----- Information shown

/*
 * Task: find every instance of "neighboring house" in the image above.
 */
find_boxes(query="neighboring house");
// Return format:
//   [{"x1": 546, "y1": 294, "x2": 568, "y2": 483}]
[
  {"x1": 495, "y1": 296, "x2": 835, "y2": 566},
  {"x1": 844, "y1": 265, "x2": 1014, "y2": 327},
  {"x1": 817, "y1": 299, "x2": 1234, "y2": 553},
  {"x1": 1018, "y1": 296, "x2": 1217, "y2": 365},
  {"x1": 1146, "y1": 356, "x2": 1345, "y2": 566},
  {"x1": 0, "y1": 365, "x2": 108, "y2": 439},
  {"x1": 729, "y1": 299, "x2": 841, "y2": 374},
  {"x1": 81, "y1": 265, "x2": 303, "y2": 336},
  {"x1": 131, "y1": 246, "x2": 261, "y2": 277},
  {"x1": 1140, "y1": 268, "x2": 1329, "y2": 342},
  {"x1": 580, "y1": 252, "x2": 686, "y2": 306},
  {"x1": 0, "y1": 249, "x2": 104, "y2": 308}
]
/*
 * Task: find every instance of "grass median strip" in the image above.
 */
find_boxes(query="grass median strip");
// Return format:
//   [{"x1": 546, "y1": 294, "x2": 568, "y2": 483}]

----------

**Written request:** Rewrite all the rows above in full, requests included, and add -68 to every bounding-box coordinate in the answers. Leave the numbers in the requests and their format samples unchanged.

**Solution for this problem:**
/*
 * Task: find every instance of "neighboring house" in the image above.
 */
find_boxes(query="neighboring house");
// Return format:
//   [{"x1": 546, "y1": 294, "x2": 568, "y2": 483}]
[
  {"x1": 427, "y1": 228, "x2": 767, "y2": 498},
  {"x1": 776, "y1": 197, "x2": 946, "y2": 259},
  {"x1": 749, "y1": 231, "x2": 1166, "y2": 485},
  {"x1": 950, "y1": 228, "x2": 1149, "y2": 297},
  {"x1": 1078, "y1": 288, "x2": 1277, "y2": 498},
  {"x1": -68, "y1": 297, "x2": 40, "y2": 371},
  {"x1": 661, "y1": 231, "x2": 773, "y2": 306},
  {"x1": 13, "y1": 197, "x2": 235, "y2": 268},
  {"x1": 63, "y1": 178, "x2": 193, "y2": 209},
  {"x1": 1072, "y1": 200, "x2": 1261, "y2": 274},
  {"x1": 512, "y1": 184, "x2": 618, "y2": 238},
  {"x1": -68, "y1": 181, "x2": 36, "y2": 240}
]
/*
 * Task: find every instance of "grass median strip" in the image above.
 */
find_boxes(query="grass median strip");
// Return format:
//   [{"x1": 546, "y1": 294, "x2": 568, "y2": 483}]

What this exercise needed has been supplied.